What are the Rules on Self Defense in Pennsylvania?
July 22, 2022
Anyone facing a criminal charge knows how scary it can be—but this is especially true if you feel your arrest was unwarranted and that you were only acting out of self-defense. Many people across the country own guns and a recent 2021 national firearms survey found that 31.1% of these owners have used their gun in self-defense. However, the rules about using a self-defense plea can be complex. It’s important to consult an experienced criminal defense attorney to learn more about your options and pursue strong protection of your rights.
If you’re in the Philadelphia, Pennsylvania area and would like to speak with someone about your criminal charges, call me at The Law Offices of John Della Rocca to schedule a consultation. I’m able to serve clients in the surrounding area including Delaware County, Montgomery County, Bucks County, Chester County, and throughout New Jersey.
What Is Self-Defense?
When you plead self-defense, you’re asserting that you had to use force to protect yourself or someone else from imminent harm or danger. Although self-defense laws will vary depending on where you live, in all states, people have the right to defend themselves, their families, and their property in some capacity. However, in practice, proving you used self-defense in a justifiable way can be complicated.
Self-defense can be used for all kinds of charges such as assault, abuse, domestic violence, and even murder. And if you’ve been charged with one of these crimes but feel your actions were a justified use of self-defense, the best thing you can do for yourself is contact an experienced attorney who can help investigate your case and defend your rights.
When Can It Be Used As A Legal Defense?

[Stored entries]

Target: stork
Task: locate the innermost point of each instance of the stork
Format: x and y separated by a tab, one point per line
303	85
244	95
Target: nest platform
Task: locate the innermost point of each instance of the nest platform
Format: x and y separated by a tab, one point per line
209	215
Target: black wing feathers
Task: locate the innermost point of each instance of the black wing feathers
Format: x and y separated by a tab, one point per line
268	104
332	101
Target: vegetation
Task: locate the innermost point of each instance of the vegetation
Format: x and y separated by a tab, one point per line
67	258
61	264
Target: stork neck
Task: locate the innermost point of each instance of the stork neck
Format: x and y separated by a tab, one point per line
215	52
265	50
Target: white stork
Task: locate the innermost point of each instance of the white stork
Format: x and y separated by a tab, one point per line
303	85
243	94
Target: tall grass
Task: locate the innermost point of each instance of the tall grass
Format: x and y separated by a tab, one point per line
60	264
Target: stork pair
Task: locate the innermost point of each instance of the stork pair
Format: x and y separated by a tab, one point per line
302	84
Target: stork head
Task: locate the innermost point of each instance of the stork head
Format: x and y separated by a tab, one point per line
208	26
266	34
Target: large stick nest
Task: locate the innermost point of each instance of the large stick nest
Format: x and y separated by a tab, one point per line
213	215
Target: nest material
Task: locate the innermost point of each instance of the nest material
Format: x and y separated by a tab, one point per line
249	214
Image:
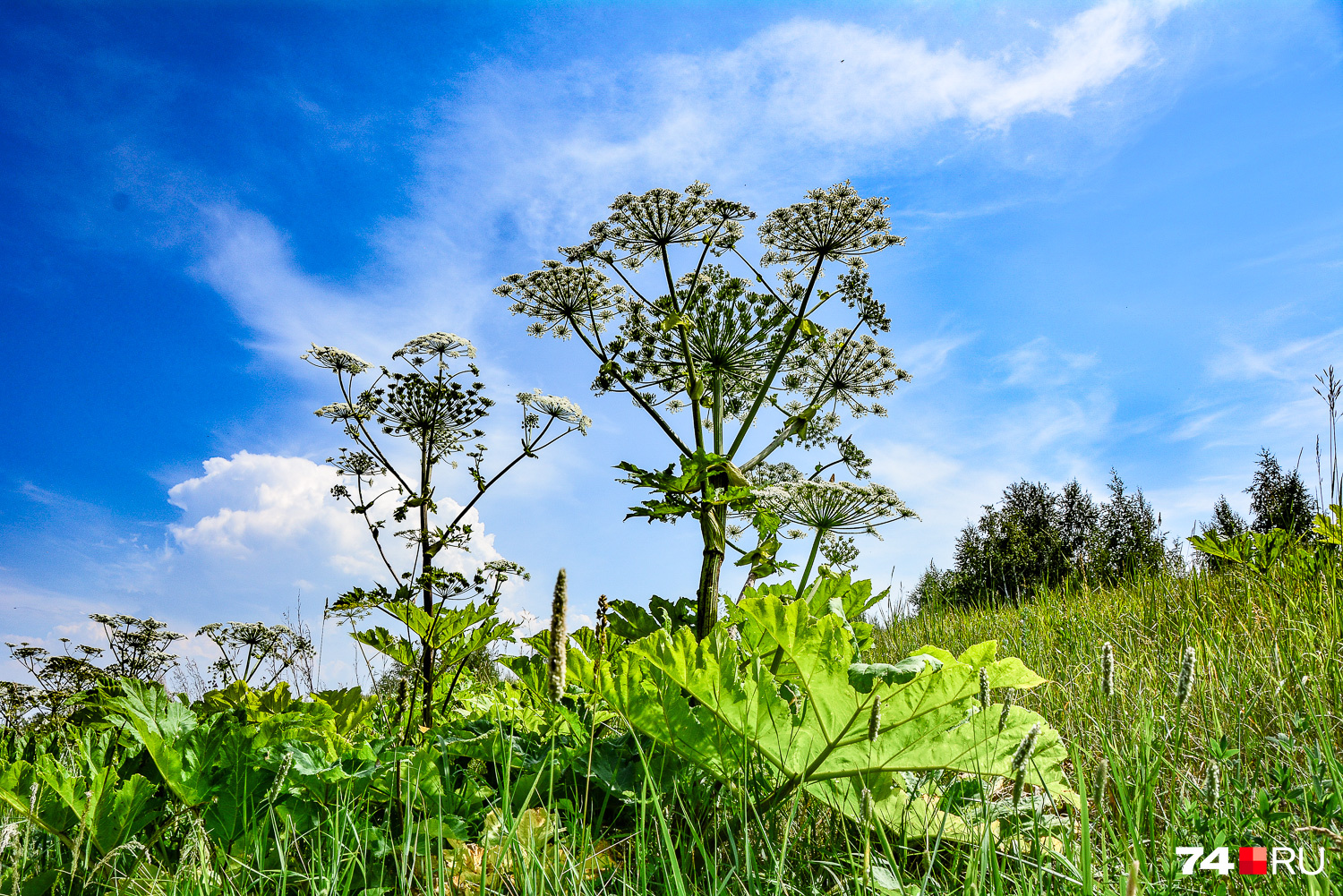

* [EXERCISE DETAILS] List every criminal charge that the self-defense article says a self-defense plea can be used for.

* [EXERCISE OUTPUT] Assault, abuse, domestic violence, murder